====== Text shown ======

Effectively exiled after this embarrassing incident, Jong Nam spent the last few years of his life living incognito between residences in Macau, Singapore and Beijing. And then he was assassinated – in the middle of Malaysia’s busiest airport. Naturally, we have questions.
For instance, what motivated the actions of the two women who now face execution if charged with Jong Nam’s murder? Video footage shows Indonesian nightclub hostess Siti Aisyah, 25, celebrating her birthday just the night before Jong Nam’s death. Both she and Vietnamese Doan Thi Huong, 28, claim they thought they were participating in a harmless reality television prank. New reports even suggest that they are human trafficking victims.
In any case, whoever orchestrated Jong Nam’s death is yet to confess. Perhaps, in a Game of Thrones-esque move, Kim Jong Un decided to do away with the potential threat to his crown. It certainly wouldn’t be the first time the dictator has ordered a hit on a family member, nor is it the first time that Jong Nam has been the target.
Furthermore, North Korea is known to stockpile VX, a banned substance used in chemical warfare and considered a weapon of mass destruction. The implications of North Korea possessing such a deadly weapon are evident.
Of course, Kim Jong Un denies allegations that he had anything to do with his brother’s death, initially suggesting that the whole incident was a just hoax by the Malaysian government.
Prior to Jong Nam’s death, Malaysia shared strong diplomatic ties with North Korea, being the only country whose citizens could enter the rogue nation without a visa. However, tensions between the two countries escalated after North Korea expelled Malaysia’s ambassador and then banned all Malaysians in the country from leaving.
So, what does all this mean for the rest of us?
Last week, North Korea’s UN ambassador accused South Korea and the United States of orchestrating the murder ‘to tarnish the North’s image’. He also stated that North Korea would respond by bolstering its defences and capacity to ‘pre-emptive[ly] strike with a nuclear force’.
Scary.
Let’s hope that like its failed missile launch on Wednesday, North Korea’s explosive threats will simply fizzle out.

====== Material supplied ======

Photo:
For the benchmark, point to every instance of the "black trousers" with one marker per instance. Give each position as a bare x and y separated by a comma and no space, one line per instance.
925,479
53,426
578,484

======

▶ Exercise instructions
**a)** Answer these questions from the text about Jong Nam's assassination:
(i) How old is Doan Thi Huong?
(ii) What did North Korea do to Malaysia's ambassador?
(iii) Which two countries did North Korea's UN ambassador accuse of orchestrating the murder?
**b)** Condense the paragraph beginning "Prior to Jong Nam's death" from the text about Jong Nam's assassination into a short bulleted list that keeps its main facts.
**c)** Extract word for word the passage of the text about Jong Nam's assassination that begins at the words "Last week, North" and stops after the words "a nuclear force’.".
Rely only on the text about Jong Nam's assassination when you respond.

▶ Expected results
**a)**
(i) She is 28.
(ii) North Korea expelled him.
(iii) South Korea and the United States.

**b)**
- Before Jong Nam's death, Malaysia had strong diplomatic ties with North Korea.
- Malaysia was the only country whose citizens could enter North Korea without a visa.
- Tensions rose when North Korea expelled Malaysia's ambassador.
- North Korea then banned all Malaysians in the country from leaving.

**c)**
Last week, North Korea’s UN ambassador accused South Korea and the United States of orchestrating the murder ‘to tarnish the North’s image’. He also stated that North Korea would respond by bolstering its defences and capacity to ‘pre-emptive[ly] strike with a nuclear force’.